─── SOURCE MATERIAL ───

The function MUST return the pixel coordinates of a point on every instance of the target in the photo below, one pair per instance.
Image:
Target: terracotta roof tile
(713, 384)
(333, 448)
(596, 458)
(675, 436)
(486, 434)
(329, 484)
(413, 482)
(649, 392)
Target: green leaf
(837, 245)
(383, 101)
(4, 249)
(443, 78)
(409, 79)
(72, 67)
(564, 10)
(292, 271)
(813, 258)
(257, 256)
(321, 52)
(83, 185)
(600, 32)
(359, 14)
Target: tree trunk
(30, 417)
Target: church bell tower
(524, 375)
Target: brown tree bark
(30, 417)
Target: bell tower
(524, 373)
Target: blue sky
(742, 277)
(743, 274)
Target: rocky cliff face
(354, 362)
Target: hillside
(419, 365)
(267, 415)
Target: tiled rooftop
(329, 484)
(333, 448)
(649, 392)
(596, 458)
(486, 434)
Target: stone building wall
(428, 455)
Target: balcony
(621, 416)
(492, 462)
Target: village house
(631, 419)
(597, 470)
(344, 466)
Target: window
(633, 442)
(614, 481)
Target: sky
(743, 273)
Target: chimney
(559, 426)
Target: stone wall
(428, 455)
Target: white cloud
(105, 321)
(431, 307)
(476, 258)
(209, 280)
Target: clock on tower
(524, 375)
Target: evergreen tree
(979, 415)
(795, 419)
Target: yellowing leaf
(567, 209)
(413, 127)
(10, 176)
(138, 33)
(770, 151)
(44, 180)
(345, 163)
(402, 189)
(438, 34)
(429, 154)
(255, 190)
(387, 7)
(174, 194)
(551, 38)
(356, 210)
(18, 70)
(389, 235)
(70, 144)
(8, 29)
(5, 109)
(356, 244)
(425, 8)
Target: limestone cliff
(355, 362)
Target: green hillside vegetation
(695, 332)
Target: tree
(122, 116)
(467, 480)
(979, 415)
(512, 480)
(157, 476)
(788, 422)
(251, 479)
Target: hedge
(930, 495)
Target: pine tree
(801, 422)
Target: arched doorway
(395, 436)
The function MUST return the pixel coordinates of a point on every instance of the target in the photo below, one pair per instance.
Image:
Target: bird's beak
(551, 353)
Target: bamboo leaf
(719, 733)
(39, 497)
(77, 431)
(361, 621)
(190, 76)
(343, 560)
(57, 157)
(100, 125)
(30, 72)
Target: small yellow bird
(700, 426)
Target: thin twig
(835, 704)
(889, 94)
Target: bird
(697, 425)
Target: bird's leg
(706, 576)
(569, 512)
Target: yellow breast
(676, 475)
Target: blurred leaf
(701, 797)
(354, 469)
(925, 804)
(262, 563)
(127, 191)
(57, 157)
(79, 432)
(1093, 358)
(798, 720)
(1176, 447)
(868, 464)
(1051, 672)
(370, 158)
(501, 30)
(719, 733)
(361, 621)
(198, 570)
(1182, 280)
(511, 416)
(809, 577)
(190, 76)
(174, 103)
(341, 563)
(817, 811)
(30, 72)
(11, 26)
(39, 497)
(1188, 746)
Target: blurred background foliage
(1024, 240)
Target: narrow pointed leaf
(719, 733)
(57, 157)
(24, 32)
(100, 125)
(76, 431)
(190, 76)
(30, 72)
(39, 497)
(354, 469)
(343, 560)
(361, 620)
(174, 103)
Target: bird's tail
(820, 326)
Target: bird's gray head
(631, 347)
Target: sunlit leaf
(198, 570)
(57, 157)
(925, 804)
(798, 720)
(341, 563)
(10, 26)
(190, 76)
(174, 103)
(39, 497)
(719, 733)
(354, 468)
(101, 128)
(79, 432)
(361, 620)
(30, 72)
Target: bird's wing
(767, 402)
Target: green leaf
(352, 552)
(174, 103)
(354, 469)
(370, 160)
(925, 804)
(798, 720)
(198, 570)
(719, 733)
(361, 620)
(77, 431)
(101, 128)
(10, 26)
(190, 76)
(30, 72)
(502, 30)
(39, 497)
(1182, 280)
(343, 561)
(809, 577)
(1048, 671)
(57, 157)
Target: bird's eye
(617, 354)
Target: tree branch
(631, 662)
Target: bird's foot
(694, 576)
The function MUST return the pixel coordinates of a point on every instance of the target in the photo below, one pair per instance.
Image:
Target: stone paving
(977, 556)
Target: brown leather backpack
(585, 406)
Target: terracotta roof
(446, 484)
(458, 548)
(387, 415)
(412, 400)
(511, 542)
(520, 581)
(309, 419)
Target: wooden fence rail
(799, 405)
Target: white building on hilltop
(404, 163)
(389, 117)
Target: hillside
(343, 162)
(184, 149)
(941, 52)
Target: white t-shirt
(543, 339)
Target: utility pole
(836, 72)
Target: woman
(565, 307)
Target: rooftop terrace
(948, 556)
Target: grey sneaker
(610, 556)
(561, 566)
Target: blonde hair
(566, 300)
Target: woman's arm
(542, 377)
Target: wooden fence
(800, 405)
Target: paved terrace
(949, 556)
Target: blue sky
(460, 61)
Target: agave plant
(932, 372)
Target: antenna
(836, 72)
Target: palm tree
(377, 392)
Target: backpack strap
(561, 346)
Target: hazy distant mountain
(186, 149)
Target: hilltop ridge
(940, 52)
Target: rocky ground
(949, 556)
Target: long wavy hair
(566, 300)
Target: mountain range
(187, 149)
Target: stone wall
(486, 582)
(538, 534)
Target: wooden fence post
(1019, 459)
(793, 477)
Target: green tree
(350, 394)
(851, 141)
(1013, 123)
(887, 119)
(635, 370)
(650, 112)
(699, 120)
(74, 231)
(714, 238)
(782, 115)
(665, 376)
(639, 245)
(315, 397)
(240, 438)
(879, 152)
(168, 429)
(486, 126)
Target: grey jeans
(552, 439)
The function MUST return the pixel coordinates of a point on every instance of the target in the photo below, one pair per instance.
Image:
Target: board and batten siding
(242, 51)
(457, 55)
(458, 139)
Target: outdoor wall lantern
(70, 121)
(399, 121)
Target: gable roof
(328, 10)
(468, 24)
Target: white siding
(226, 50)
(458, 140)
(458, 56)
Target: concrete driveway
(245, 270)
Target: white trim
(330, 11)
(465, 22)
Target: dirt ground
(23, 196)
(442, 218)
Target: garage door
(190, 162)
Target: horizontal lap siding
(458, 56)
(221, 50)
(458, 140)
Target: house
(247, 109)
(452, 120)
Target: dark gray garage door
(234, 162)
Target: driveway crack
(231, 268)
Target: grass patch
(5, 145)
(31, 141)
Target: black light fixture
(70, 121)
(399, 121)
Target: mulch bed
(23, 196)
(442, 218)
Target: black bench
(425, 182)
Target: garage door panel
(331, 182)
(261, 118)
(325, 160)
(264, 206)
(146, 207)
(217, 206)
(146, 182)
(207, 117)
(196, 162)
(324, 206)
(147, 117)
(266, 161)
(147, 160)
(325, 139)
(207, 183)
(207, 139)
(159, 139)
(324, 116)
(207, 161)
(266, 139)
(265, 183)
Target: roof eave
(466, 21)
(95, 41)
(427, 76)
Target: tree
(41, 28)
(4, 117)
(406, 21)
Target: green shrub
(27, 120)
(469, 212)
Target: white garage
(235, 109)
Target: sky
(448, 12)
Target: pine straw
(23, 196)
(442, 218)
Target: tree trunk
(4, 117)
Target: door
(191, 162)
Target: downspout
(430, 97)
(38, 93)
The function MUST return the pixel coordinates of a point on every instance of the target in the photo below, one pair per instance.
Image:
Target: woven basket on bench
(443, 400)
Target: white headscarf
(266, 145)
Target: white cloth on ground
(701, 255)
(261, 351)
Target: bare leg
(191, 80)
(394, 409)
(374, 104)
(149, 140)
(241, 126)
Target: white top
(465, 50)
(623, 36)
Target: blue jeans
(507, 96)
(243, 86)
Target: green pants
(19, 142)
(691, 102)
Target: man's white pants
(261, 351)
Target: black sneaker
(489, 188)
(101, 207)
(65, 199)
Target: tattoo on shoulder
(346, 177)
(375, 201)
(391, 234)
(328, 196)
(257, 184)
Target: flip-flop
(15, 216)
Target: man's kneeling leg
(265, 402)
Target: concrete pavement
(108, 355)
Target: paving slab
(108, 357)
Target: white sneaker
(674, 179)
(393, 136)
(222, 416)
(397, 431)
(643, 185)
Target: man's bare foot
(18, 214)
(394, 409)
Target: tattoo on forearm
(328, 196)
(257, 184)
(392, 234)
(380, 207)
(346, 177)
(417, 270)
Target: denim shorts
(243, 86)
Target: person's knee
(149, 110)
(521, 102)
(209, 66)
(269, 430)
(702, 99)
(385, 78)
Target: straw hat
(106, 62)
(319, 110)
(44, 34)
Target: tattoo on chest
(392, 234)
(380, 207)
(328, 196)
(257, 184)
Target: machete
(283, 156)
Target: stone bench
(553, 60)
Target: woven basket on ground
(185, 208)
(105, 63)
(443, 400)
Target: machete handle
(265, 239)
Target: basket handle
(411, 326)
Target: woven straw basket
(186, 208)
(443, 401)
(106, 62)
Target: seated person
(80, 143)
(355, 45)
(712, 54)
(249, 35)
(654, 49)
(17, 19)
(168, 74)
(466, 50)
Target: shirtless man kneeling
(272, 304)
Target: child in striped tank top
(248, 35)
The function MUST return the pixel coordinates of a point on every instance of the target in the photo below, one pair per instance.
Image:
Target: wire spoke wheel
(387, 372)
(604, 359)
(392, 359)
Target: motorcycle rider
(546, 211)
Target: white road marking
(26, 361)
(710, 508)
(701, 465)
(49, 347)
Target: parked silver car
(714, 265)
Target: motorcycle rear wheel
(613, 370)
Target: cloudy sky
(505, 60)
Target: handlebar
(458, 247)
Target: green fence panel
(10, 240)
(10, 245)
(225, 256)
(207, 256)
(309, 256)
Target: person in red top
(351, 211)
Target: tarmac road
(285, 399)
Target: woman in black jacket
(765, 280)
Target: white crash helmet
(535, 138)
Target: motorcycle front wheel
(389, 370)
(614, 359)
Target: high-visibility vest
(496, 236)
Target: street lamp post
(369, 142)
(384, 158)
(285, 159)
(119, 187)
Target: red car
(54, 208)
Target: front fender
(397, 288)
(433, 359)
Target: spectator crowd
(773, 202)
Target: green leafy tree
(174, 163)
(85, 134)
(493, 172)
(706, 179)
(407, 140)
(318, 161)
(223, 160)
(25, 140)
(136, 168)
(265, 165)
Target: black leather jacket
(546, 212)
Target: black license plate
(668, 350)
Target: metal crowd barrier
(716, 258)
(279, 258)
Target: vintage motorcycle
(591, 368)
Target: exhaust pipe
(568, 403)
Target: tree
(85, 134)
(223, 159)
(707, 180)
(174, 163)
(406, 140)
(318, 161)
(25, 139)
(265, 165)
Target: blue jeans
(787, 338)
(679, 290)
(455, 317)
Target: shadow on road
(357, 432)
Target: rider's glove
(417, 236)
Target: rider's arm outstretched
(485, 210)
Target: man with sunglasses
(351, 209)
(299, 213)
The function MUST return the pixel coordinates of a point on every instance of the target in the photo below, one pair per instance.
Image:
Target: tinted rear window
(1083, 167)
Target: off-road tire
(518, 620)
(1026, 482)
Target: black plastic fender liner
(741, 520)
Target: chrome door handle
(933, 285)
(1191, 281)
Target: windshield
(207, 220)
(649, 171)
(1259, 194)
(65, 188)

───

▸ **TRY IT**:
Write out once more the lines above beginning at the line with "Target: black leather jacket"; continue through the final line and stop there.

▸ **EXPECTED ANSWER**:
Target: black leather jacket
(546, 212)
Target: black license plate
(668, 350)
Target: metal crowd barrier
(716, 258)
(279, 258)
Target: vintage motorcycle
(591, 368)
Target: exhaust pipe
(568, 403)
Target: tree
(85, 134)
(223, 159)
(707, 180)
(174, 163)
(406, 140)
(318, 161)
(25, 139)
(265, 165)
Target: blue jeans
(787, 338)
(679, 290)
(455, 317)
Target: shadow on road
(357, 432)
Target: rider's glove
(417, 236)
Target: rider's arm outstretched
(485, 210)
Target: man with sunglasses
(351, 209)
(299, 213)
The function MUST return the pixel coordinates of a point on every instance of the target in the photo below, one pair per instance.
Image:
Target: tinted rear window
(1083, 167)
Target: off-road tire
(518, 620)
(1026, 482)
Target: black plastic fender liner
(741, 520)
Target: chrome door handle
(933, 285)
(1191, 281)
Target: windshield
(207, 220)
(649, 171)
(1259, 194)
(65, 188)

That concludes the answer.